— begin Given data —
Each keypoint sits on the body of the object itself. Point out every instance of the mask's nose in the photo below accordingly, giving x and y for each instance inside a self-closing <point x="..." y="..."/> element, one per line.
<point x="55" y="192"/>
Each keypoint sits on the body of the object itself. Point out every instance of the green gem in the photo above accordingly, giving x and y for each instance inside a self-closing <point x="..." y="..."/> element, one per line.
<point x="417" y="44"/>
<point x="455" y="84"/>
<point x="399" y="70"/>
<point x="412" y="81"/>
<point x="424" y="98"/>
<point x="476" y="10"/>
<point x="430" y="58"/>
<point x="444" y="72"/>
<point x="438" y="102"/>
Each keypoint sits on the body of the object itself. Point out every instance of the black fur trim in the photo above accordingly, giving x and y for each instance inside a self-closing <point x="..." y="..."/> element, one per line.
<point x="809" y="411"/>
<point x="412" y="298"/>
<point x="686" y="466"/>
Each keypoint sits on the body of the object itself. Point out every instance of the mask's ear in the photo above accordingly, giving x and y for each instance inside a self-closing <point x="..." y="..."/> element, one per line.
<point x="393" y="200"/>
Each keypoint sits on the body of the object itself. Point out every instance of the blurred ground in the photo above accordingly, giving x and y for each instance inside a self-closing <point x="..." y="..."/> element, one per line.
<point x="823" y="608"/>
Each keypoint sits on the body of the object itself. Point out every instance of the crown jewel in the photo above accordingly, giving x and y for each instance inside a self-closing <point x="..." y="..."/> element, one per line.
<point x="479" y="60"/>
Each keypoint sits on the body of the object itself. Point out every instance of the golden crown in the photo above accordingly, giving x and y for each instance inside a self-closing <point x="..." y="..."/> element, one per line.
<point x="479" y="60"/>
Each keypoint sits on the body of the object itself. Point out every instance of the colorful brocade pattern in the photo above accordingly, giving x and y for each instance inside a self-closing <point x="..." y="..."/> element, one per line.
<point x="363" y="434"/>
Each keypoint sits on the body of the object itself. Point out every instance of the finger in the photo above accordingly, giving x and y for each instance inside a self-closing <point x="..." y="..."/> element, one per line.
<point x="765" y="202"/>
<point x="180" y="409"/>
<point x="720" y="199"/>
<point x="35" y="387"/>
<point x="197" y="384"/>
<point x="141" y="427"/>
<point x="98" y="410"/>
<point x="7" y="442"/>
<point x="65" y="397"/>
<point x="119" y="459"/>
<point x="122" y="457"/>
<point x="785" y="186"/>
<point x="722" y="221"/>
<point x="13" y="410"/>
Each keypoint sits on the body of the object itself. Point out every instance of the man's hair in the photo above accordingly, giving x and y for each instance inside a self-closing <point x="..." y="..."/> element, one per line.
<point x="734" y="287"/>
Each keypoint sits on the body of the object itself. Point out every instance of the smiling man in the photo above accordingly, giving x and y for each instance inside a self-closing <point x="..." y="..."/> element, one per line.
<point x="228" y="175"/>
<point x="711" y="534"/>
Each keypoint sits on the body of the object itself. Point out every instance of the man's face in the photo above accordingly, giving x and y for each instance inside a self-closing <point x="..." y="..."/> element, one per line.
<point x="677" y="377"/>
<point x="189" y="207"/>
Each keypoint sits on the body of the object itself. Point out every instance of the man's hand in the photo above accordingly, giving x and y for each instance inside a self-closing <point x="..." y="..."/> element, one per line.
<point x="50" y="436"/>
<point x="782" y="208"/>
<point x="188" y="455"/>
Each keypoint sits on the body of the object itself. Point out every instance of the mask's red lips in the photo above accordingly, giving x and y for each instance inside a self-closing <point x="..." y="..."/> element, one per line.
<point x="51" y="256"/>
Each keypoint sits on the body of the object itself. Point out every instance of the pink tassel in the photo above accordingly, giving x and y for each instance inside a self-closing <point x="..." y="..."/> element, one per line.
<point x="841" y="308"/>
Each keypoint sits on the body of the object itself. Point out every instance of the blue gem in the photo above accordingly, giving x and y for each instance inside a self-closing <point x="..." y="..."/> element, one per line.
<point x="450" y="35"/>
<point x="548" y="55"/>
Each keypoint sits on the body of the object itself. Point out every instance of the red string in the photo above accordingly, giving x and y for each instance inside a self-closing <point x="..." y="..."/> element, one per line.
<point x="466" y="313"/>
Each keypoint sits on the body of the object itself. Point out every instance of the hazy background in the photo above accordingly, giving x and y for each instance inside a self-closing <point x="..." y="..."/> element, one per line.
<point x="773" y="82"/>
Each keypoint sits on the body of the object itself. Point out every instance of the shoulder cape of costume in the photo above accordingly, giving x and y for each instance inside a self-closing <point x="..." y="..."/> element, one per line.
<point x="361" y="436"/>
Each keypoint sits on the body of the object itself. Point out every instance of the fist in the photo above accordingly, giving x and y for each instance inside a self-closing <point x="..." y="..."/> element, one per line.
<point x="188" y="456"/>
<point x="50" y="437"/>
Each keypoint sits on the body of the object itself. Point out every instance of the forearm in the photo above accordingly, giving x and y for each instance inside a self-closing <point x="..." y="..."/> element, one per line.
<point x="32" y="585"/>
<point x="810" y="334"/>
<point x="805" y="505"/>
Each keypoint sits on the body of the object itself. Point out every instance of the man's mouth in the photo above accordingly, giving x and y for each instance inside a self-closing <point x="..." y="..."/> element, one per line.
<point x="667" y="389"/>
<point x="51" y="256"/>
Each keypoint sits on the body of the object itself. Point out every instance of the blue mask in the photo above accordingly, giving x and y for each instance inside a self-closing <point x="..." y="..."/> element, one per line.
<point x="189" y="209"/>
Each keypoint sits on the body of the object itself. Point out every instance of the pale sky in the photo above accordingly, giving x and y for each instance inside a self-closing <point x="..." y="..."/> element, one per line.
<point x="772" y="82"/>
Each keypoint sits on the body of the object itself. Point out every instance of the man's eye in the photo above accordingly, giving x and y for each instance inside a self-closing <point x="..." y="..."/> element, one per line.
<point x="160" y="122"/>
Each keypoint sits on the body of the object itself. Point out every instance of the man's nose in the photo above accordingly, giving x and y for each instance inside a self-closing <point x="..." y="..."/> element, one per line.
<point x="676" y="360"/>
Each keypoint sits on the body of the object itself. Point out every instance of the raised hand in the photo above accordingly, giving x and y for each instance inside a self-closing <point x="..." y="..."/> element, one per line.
— end Given data —
Directions for this task
Write out every entry word for word.

Solution for this task
Each keypoint sits on the body of the object itself. Point out every instance of the mask's nose in the photo below accordingly, giving x and y for each instance inside a self-closing <point x="..." y="..."/> element, one per line.
<point x="55" y="192"/>
Each keypoint sits on the body of the object itself. Point out every instance of the green gem in the photo above accordingly, giving x and y for each instance inside a self-closing <point x="..." y="..."/> element, one per line.
<point x="417" y="44"/>
<point x="455" y="84"/>
<point x="399" y="70"/>
<point x="412" y="81"/>
<point x="424" y="98"/>
<point x="476" y="10"/>
<point x="430" y="58"/>
<point x="444" y="72"/>
<point x="438" y="102"/>
Each keypoint sits on the body of the object itself. Point out every instance of the black fur trim in the photo above accordingly, giving x and y for each instance inside a self-closing <point x="..." y="..."/> element, one per line.
<point x="809" y="411"/>
<point x="412" y="298"/>
<point x="686" y="466"/>
Each keypoint sits on the body of the object itself. Point out every instance of the mask's ear in the photo above accordingly, giving x and y for each instance inside a self-closing <point x="..." y="..."/> element, one per line.
<point x="393" y="200"/>
Each keypoint sits on the body of the object itself. Point out every instance of the blurred ground in the photo above accordingly, giving x and y for each instance inside a self-closing <point x="..." y="..."/> element, one per line.
<point x="823" y="608"/>
Each keypoint sits on the body of the object itself. Point out every instance of the crown jewel in the photo above accordingly, giving x and y for each instance inside a self-closing <point x="..." y="..."/> element, one per line.
<point x="479" y="60"/>
Each keypoint sits on the body of the object itself. Point out every instance of the golden crown in the photo above accordingly, giving x and y for each instance inside a self-closing <point x="..." y="..."/> element, one per line.
<point x="479" y="60"/>
Each keypoint sits on the body of the object itself. Point out every instance of the colorful brocade pattern in the photo above accordingly, giving x and y for each instance inside a self-closing <point x="..." y="..."/> element, one per line.
<point x="363" y="434"/>
Each keypoint sits on the body of the object itself. Point out every instance of the finger in the photo above accordingly, giving x and y for each instance inside a self-closing <point x="..." y="..."/> element, one per line.
<point x="765" y="202"/>
<point x="180" y="409"/>
<point x="720" y="199"/>
<point x="35" y="387"/>
<point x="197" y="384"/>
<point x="141" y="427"/>
<point x="98" y="410"/>
<point x="7" y="442"/>
<point x="65" y="397"/>
<point x="119" y="459"/>
<point x="122" y="457"/>
<point x="785" y="186"/>
<point x="722" y="221"/>
<point x="13" y="410"/>
Each keypoint sits on the body of the object itself. Point out every instance of the man's hair in the photo above accordingly, giving x and y for each instance inside a self-closing <point x="..." y="..."/> element, one per line.
<point x="734" y="287"/>
Each keypoint sits on the body of the object itself. Point out every instance of the smiling man in the photo above accordingly, giving x and y for each instance inside a self-closing <point x="..." y="..."/> element, one per line.
<point x="228" y="175"/>
<point x="711" y="534"/>
Each keypoint sits on the body of the object itself. Point out every instance of the man's face in the photo above accordingly, giving x and y for each instance inside a self-closing <point x="..." y="..."/> element, one per line.
<point x="677" y="377"/>
<point x="189" y="207"/>
Each keypoint sits on the body of the object itself. Point out every instance of the man's hand in the photo above accordingly, giving x and y for each instance inside a self-closing <point x="..." y="..."/> element, one per line.
<point x="50" y="436"/>
<point x="782" y="208"/>
<point x="188" y="455"/>
Each keypoint sits on the body of the object itself. Point out every instance of the mask's red lips in the photo above accordingly, giving x and y for each instance inside a self-closing <point x="..." y="..."/> element, one per line.
<point x="51" y="256"/>
Each keypoint sits on the body of the object itself. Point out every instance of the pink tassel in the photo above accordingly, giving x and y for each instance inside a self-closing <point x="..." y="..."/> element, one per line.
<point x="841" y="308"/>
Each keypoint sits on the body of the object itself. Point out every instance of the blue gem in the photo above accordingly, giving x and y for each instance inside a self-closing <point x="..." y="..."/> element, one per line.
<point x="450" y="35"/>
<point x="548" y="55"/>
Each keypoint sits on the body of the object itself. Point out every instance of the red string in the photo above accordingly, giving x and y for each instance inside a self-closing <point x="..." y="..."/> element, one per line.
<point x="466" y="313"/>
Each keypoint sits on the body of the object itself. Point out every instance of the hazy background in the photo above accordingly, giving x and y for each instance inside a self-closing <point x="..." y="..."/> element, one per line.
<point x="773" y="82"/>
Each keypoint sits on the body of the object itself. Point out every instance of the shoulder cape of costume in the photo above accordingly, giving x and y for each instance inside a self-closing <point x="..." y="..."/> element, one per line.
<point x="361" y="436"/>
Each keypoint sits on the body of the object itself. Point out every instance of the fist in the photo above accordingly, giving x and y for each instance inside a self-closing <point x="..." y="..."/> element, one per line.
<point x="188" y="456"/>
<point x="50" y="437"/>
Each keypoint sits on the body of the object itself. Point out every instance of the forearm in the photo above accordingly, giving x and y for each instance inside a self-closing <point x="..." y="..."/> element, one per line.
<point x="32" y="585"/>
<point x="810" y="334"/>
<point x="805" y="505"/>
Each keypoint sits on the body of the object itself. Point out every instance of the man's mouth in the photo above accordingly, giving x and y for each instance inside a self-closing <point x="..." y="..."/> element, one per line.
<point x="667" y="389"/>
<point x="51" y="256"/>
Each keypoint sits on the body of the object itself. Point out every instance of the blue mask in the photo above accordingly, giving x and y for each instance inside a self-closing <point x="..." y="..."/> element, one per line.
<point x="189" y="209"/>
Each keypoint sits on the body of the object itself. Point out every instance of the pale sky in the photo above accordingly, giving x and y for each instance inside a self-closing <point x="..." y="..."/> element, one per line.
<point x="772" y="82"/>
Each keypoint sits on the body of the object itself. Point out every instance of the man's eye in the photo above accordingly, giving x and y for each instance inside a self-closing <point x="..." y="..."/> element, one per line.
<point x="160" y="122"/>
Each keypoint sits on the body of the object itself. Point out every instance of the man's nose in the photo above accordingly, giving x and y for each instance inside a self-closing <point x="..." y="..."/> element, one per line.
<point x="676" y="360"/>
Each keypoint sits on the body of the object itself. Point out every instance of the raised hand in the photo above accordingly, giving x and y for each instance inside a self-closing <point x="..." y="..."/> element, one per line.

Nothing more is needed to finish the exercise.